Durante los primeros tiempos, el desorden y fraccionamiento de la derecha concedió libertad al reformismo republicano. Hasta que, en 1932, la discusión del Estatuto de Cataluña y la Ley de Reforma Agraria, exasperaron a los terratenientes y antiguos primorriveristas. El general Sanjurjo, que fue jefe de la Guardia Civil entre 1928 y 1932, había sido un hombre de confianza del gobierno republicano hasta que se enfrentó con Azaña. Desde entonces, centró las esperanzas golpistas de un grupo de conspiradores, donde figuraban los generales Villegas, González Carrasco y Fernández Pérez.
La conjura, mal preparada y sin apoyos sólidos, condujo al pronunciamiento del 10 de agosto de 1932. Sanjurjo se sublevó en Sevilla, mientras la policía derrotaba a un grupo de militares y civiles armados cuando intentaron ocupar el Palacio de Comunicaciones de Madrid. Fueron detenidos los generales Sanjurjo, Cavalcanti, Goded,
Fernández Pérez, los coroneles Varela, y Sanz de Larín, varios jefes, oficiales y civiles. El fracaso demostró que la mayoría del Ejército no estaba dispuesta a sublevarse sin un amplio apoyo civil e instruyó a los conspiradores sobre la necesidad de organizarse adecuadamente. Desde entonces, comenzaron los contactos entre algunos militares implicados en la sanjurjada con los principales conspiradores carlistas, falangistas y alfonsinos.
La reforma de Azaña careció de tiempo para transformar el interior del Ejército, aunque limitó momentáneamente la fuerza de las intrigas de los altos mandos. Existía un sólido grupo de militares republicanos o respetuosos con el poder constituido; pero también, un importante grupo de generales y oficiales que no aceptaban la democracia.
El fracaso de Sanjurjo demostró que muchos militares sólo se sublevarían si contaban con amplias garantías de triunfo. Por ello, Rodríguez Tarduchy, un teniente coronel retirado y antiguo primorriverista, creó una sociedad secreta, la Unión Militar Española (UME) que, más tarde, fue presidida por el comandante de Estado Mayor Barba Hernández, que la extendió a los miembros de su cuerpo.
La acción de Azaña había constituido el intento reformista más serio hecho en más de un siglo y puesto las bases para modernizar el Ejército. Sin embargo, era preciso mantener una política reformista durante muchos años para llegar hasta los últimos objetivos. Porque un importante grupo de militares antirrepublicanos recibía el apoyo de las corrientes más duras de la derecha.
La voluntad de avanzar hacia ese Ejército apartidista, tecnificado y profesional desapareció cuando Azaña perdió el poder en septiembre de 1933. La difícil andadura de la II República consolidó a los militares conspiradores y la inacabada reforma militar fue desvirtuada por los gobiernos posteriores.

☆ ☆ ☆ ☆ ☆

Indicaciones:
A: Según el texto sobre el Ejército en la II República, ¿en qué fecha tuvo lugar el pronunciamiento de Sanjurjo?
B: Sigue escribiendo el texto sobre el Ejército en la II República a partir de su última frase.

Datos aportados:
☆ ☆ ☆ ☆ ☆

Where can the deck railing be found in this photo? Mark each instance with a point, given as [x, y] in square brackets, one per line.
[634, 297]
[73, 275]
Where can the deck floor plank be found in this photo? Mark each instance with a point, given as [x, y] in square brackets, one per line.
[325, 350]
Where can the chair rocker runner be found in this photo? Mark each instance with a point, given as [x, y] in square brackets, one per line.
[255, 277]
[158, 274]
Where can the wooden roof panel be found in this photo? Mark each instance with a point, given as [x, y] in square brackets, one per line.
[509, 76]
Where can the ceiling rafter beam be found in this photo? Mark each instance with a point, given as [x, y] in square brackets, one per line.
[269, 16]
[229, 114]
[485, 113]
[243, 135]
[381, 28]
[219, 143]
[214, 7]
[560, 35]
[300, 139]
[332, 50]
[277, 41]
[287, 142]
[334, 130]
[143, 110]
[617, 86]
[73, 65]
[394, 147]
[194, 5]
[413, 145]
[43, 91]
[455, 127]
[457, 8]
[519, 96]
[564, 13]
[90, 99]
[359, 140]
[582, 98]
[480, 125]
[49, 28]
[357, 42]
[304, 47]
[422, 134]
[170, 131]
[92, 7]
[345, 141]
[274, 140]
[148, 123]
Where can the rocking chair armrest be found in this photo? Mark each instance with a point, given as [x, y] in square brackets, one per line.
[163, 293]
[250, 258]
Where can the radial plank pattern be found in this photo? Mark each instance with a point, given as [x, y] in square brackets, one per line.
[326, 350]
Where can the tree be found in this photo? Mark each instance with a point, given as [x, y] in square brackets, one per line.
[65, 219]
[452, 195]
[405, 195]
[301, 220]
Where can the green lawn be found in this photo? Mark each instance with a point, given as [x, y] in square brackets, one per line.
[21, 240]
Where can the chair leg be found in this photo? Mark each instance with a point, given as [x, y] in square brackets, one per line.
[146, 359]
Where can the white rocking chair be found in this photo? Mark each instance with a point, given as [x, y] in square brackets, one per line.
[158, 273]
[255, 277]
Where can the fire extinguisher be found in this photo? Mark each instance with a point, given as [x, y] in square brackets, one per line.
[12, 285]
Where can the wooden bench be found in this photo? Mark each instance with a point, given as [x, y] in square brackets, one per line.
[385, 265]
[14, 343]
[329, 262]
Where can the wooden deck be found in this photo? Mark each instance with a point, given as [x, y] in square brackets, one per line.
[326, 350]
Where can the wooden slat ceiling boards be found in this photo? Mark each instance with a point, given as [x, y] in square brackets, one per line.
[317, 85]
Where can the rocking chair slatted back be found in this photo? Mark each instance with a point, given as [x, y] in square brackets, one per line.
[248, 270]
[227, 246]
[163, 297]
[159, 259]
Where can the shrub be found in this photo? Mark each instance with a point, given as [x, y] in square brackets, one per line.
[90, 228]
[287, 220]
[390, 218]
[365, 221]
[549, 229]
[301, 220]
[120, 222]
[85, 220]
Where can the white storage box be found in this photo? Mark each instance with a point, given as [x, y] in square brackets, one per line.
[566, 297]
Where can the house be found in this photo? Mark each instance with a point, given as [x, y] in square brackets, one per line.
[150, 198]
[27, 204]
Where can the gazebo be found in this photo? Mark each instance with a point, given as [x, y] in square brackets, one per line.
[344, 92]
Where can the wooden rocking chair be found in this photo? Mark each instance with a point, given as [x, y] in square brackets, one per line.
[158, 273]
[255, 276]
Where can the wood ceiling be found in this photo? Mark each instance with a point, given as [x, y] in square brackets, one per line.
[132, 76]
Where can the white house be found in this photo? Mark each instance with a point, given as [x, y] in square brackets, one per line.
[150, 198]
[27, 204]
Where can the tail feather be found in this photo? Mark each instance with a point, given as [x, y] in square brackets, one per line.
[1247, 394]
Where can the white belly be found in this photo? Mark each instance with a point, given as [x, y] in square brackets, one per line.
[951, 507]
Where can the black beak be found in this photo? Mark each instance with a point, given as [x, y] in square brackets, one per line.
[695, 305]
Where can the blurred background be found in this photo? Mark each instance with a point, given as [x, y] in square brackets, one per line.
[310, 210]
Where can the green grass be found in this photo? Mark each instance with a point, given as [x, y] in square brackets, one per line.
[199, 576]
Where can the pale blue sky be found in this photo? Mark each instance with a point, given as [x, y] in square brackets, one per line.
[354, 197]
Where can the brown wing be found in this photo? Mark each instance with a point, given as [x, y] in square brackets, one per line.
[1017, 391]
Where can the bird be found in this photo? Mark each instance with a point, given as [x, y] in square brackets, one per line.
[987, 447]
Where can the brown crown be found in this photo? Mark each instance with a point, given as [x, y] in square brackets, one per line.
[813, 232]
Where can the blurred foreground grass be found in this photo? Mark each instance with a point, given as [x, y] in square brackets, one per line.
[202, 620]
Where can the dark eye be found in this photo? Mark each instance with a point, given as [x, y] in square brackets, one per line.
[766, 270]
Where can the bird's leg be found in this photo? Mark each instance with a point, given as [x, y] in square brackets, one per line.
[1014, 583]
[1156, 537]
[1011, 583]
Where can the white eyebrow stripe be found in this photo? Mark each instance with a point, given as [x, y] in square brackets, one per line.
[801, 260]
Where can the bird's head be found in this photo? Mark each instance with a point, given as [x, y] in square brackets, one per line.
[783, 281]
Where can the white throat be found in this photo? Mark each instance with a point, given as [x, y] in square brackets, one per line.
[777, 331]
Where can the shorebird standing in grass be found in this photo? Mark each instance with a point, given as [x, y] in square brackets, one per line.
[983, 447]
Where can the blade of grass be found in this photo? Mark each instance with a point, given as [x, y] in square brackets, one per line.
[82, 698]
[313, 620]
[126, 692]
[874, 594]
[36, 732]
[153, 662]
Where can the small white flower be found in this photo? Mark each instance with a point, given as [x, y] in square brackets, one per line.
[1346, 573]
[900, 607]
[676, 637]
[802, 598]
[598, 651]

☆ ☆ ☆ ☆ ☆

Resultados por tarea:
A: El 10 de agosto de 1932.

B:
Se sucedieron varios ministros de la Guerra sin acciones de relieve hasta que, el 23 de enero de 1934, ocupó la cartera el lerrouxista Diego Hidalgo, notario especialista en cuestiones agrarias, perteneciente a una familia de antigua tradición liberal. Su política militar fue una mezcla de buena fe, desconocimiento y demagogia, porque su partido no era popular en el Ejército y él buscó ganarse las simpatías de los oficiales. Para ello desvirtuó muchas disposiciones azañistas y liberalizó de nuevo la política de ascensos.
En 1934, se temía una sublevación en Asturias y Diego Hidalgo preparó unas maniobras militares en las montañas de León, dirigidas por el general López de Ochoa, republicano enemistado con Azaña. El ministro había conocido anteriormente al general Francisco Franco, comandante general de Baleares, lo invitó como observador y luego le rogó que permaneciera en Madrid, por si estallaba la revolución.
Cuando estalló el 6 de octubre, el general Domingo Batet, controló rápidamente la situación en Barcelona, sin embargo, en Asturias se desencadenó una revolución obrera, que desbordó a Diego Hidalgo. El general López de Ochoa marchó a Galicia para formar una columna con la que dirigirse a Asturias, e Hidalgo llamó a Franco y, sin cargo alguno, le entregó la dirección de las operaciones.
El gobierno decretó el estado de guerra, de modo que el ministro Hidalgo asumió todos los poderes, aunque fue Franco quién dirigió las operaciones, alteró los planes del Estado Mayor y envió tropas de Marruecos a Cataluña y Asturias. Mientras López de Ochoa avanzaba hacia Oviedo con su columna, en el puerto de Gijón, el teniente coronel Yagüe, amigo de Franco, organizó las fuerzas africanas, que López de Ochoa apenas pudo controlar. La presencia y actuación de los legionarios y regulares y la represión que siguió al final de la revuelta provocaron numerosos odios entre la población civil asturiana.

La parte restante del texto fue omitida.